→ Problem statement
Output only this range of the data below: the line that contains "of the outstretched" through the final line, both ends included, each retyped exactly.

→ Records shown
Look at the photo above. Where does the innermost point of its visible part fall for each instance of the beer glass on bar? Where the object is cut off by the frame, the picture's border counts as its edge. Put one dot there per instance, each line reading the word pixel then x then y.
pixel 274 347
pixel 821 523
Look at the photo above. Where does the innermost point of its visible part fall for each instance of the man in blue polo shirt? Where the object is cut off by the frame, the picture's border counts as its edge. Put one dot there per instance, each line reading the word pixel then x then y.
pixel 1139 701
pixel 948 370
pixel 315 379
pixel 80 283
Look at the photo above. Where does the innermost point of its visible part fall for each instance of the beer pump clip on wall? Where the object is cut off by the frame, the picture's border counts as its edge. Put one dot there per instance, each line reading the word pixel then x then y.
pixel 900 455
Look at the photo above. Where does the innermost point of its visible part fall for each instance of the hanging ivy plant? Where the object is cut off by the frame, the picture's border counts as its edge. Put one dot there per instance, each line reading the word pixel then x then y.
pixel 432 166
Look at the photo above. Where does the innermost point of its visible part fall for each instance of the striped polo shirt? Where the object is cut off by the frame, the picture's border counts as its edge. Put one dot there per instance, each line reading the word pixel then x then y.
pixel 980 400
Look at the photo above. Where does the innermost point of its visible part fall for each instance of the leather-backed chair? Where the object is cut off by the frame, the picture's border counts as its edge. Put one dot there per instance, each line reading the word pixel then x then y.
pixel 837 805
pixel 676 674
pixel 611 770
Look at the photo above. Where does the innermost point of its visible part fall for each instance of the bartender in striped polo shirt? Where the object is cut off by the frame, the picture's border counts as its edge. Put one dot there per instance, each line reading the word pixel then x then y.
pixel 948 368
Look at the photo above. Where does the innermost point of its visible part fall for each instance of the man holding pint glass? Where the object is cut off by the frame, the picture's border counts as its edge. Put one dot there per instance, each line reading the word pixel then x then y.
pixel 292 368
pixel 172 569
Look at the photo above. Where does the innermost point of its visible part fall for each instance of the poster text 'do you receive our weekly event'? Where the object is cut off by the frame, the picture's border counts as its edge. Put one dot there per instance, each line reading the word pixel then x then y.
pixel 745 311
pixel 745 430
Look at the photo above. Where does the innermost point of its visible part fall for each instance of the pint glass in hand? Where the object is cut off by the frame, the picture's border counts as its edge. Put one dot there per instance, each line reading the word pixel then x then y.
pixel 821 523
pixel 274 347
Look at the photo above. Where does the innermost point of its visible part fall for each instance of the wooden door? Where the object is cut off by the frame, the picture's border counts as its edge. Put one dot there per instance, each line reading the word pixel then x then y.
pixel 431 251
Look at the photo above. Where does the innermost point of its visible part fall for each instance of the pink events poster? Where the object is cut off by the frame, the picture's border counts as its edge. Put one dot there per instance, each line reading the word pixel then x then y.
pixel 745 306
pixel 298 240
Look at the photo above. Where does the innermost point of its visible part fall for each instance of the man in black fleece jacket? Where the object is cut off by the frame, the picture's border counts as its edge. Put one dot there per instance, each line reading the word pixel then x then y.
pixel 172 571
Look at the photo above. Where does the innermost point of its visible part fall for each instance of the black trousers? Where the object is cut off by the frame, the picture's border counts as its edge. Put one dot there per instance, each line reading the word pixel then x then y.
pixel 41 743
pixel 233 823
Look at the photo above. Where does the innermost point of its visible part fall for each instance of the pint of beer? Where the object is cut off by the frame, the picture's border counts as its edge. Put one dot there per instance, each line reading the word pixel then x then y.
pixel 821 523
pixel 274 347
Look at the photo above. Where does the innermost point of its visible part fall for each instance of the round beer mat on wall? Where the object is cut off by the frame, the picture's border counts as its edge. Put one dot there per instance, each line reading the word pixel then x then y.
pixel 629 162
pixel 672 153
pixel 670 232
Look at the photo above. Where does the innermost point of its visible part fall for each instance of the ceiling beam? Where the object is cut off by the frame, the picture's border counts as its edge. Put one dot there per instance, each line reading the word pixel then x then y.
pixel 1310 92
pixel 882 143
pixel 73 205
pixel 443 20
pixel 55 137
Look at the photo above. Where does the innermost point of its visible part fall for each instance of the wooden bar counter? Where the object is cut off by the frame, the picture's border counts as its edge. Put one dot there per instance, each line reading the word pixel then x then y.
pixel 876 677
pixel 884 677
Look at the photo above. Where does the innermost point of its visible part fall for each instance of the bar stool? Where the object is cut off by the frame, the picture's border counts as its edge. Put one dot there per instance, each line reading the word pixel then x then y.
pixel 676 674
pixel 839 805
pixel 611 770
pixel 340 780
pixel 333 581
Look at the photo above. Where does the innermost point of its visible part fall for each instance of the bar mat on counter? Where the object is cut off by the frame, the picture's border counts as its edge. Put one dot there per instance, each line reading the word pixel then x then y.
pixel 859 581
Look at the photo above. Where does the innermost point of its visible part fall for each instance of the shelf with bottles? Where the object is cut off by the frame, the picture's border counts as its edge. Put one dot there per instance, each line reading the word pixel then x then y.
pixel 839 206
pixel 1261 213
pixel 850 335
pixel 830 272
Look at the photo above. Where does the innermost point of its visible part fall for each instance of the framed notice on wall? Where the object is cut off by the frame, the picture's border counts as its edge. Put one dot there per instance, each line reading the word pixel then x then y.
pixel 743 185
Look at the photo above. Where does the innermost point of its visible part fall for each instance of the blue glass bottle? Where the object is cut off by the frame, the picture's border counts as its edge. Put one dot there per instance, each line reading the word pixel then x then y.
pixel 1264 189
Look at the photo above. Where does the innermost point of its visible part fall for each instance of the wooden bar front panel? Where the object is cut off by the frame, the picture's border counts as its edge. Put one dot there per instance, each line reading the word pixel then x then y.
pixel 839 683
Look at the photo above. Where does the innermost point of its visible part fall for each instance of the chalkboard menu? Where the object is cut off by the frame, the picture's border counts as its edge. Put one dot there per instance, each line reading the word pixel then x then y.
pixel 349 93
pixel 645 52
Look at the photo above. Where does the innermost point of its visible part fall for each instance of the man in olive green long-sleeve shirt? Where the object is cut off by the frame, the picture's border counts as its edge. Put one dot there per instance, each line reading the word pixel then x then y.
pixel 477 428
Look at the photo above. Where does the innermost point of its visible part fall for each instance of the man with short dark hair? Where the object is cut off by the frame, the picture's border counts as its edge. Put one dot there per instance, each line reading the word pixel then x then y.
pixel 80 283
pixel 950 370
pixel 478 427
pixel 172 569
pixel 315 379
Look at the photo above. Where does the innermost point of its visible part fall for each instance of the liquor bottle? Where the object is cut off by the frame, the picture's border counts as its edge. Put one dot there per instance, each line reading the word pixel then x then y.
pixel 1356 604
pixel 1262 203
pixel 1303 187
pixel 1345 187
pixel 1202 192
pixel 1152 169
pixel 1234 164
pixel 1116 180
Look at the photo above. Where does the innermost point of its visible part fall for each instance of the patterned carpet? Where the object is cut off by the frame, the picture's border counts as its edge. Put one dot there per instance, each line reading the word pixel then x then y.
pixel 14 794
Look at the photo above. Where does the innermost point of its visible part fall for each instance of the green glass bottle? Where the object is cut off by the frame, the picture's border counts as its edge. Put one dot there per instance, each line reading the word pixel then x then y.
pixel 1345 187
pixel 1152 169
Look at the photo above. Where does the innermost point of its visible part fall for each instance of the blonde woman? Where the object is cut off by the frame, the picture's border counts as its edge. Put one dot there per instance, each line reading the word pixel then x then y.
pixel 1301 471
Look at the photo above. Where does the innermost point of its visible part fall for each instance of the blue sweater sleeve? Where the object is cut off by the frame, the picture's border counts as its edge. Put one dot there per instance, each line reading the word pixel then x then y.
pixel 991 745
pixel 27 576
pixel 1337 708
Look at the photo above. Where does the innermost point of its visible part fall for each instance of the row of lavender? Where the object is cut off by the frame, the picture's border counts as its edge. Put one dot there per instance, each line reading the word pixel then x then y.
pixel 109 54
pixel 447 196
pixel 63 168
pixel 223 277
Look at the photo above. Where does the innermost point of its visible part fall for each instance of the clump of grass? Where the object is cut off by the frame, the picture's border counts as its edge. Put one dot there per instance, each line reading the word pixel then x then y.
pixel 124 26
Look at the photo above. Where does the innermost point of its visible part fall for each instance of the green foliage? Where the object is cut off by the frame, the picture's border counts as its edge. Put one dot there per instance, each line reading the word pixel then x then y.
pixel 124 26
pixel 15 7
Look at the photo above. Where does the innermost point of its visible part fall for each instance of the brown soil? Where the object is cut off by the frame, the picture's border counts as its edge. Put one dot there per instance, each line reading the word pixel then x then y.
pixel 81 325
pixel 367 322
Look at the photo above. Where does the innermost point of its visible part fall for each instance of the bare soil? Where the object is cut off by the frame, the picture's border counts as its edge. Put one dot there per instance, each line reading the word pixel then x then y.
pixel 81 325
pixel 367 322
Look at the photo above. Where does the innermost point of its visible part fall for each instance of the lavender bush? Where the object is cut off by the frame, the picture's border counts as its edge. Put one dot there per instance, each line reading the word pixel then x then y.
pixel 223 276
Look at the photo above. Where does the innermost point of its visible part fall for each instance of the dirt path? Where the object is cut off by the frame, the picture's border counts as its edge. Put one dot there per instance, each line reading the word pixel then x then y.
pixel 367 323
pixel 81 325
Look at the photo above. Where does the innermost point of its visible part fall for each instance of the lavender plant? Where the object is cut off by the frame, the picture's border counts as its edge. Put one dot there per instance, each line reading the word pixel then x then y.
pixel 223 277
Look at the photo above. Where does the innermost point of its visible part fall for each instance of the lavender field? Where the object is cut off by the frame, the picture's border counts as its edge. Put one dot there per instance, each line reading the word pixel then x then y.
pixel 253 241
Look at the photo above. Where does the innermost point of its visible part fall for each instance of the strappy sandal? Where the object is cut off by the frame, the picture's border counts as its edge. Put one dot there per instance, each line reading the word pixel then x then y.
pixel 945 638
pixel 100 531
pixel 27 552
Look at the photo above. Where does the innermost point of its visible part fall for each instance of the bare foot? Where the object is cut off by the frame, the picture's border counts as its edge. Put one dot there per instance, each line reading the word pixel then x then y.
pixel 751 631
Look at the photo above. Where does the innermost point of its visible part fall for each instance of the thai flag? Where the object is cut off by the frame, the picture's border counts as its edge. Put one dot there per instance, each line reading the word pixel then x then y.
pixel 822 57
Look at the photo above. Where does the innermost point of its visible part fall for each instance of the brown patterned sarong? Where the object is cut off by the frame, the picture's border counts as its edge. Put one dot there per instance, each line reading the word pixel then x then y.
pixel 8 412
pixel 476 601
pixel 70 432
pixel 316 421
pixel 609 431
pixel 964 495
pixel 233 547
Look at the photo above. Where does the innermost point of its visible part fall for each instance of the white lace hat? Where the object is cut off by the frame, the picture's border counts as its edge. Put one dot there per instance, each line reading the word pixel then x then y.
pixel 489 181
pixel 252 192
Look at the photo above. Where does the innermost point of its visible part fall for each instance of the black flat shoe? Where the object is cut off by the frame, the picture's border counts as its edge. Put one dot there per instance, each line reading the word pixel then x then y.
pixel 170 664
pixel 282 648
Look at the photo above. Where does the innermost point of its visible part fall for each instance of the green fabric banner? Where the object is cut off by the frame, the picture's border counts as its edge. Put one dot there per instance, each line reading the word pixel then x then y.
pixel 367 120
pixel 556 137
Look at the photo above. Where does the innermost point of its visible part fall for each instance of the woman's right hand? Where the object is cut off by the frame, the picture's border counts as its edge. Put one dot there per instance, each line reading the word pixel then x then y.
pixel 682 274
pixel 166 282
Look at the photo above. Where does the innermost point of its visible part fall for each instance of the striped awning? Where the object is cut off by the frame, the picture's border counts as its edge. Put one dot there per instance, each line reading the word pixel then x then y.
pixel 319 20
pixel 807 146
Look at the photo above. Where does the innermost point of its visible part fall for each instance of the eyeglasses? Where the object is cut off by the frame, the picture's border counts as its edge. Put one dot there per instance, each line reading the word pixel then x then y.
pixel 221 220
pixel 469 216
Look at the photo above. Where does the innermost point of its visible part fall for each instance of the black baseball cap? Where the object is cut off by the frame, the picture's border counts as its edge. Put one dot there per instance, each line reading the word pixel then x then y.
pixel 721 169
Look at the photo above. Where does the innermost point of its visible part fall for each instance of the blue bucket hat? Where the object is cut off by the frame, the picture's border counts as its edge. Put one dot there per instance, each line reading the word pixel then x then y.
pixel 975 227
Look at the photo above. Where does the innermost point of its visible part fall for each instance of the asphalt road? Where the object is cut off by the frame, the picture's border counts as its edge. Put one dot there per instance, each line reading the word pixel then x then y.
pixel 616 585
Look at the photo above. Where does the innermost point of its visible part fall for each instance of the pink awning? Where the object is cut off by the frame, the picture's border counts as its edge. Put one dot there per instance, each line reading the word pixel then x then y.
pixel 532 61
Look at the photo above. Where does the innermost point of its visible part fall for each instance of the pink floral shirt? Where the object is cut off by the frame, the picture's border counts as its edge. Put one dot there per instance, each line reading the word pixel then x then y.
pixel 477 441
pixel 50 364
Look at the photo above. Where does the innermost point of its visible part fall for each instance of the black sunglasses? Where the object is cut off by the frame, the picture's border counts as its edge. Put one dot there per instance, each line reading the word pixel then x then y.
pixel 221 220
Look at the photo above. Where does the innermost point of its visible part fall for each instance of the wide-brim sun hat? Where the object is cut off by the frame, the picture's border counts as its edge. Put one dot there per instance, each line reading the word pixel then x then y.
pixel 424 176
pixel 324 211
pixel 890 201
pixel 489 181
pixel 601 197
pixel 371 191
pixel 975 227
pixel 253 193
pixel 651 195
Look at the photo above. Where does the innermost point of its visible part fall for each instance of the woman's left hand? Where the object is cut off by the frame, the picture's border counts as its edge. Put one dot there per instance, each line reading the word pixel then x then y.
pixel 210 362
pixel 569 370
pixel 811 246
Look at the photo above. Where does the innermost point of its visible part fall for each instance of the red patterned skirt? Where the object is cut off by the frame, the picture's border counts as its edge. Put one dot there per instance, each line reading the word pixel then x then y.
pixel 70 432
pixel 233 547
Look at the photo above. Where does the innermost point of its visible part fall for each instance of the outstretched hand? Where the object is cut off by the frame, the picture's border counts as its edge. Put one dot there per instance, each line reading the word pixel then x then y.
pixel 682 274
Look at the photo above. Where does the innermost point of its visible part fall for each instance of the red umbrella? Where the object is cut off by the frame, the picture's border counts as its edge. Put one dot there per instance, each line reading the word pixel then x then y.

→ Solved problem
Look at the photo above. Where does the innermost point of its visible part fall for each instance of the outstretched hand? Where the object is cut off by the frame, the picture's border counts as its edge. Put one dot there per instance, each line reading the word pixel then x then y.
pixel 682 274
Look at the photo above. Where does the innermost point of its visible part fall for each instance of the red umbrella? Where the object is cut off by the frame, the picture's border counts as its edge. Put one dot there per instance, each line reading the word pixel then x then y.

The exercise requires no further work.